Point annotation records
::::::
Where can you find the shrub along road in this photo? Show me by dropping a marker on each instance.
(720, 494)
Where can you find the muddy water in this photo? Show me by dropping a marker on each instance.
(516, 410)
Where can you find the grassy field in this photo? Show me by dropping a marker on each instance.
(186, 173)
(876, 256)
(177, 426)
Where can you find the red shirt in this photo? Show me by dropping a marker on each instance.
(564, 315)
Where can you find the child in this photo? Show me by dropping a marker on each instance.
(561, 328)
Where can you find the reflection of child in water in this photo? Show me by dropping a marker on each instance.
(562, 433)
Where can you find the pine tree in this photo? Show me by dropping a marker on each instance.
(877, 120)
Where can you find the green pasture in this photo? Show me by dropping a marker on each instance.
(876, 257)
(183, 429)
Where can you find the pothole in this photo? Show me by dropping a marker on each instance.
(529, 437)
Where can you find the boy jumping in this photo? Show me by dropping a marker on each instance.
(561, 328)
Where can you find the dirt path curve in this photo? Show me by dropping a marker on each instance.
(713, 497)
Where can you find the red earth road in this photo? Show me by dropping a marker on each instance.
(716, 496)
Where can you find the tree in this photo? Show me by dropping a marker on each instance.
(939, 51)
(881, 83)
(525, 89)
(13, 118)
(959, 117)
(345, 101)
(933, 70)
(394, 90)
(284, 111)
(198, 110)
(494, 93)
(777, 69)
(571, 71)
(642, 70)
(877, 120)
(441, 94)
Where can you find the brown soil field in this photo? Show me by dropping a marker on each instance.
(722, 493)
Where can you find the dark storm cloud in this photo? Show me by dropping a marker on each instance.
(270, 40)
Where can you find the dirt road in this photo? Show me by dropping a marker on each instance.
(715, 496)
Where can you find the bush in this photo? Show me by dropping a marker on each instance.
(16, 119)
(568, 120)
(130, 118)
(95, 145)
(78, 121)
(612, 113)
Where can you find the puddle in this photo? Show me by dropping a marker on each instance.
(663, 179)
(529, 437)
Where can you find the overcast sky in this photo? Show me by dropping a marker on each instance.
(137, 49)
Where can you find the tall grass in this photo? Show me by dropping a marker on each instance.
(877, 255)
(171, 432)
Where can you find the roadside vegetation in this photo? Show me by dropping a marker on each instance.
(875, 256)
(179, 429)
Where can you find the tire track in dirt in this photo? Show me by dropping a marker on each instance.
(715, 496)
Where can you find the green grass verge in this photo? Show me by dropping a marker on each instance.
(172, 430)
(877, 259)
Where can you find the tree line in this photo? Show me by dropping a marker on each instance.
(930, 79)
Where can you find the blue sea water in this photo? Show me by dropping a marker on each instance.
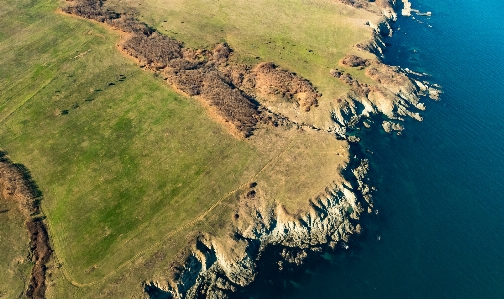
::::::
Gather every line of the entries above that contains the string "dirt". Letter case matters.

Finished answer.
Where can you find the dirt path curve in this photo? Show me by dropping a marker on each instance.
Where can you find the dirt road in this photo? Show me by dropping a marker on each instance.
Where can you find the tire track in dirt in this photo? Show me by dropping a marker on each instance.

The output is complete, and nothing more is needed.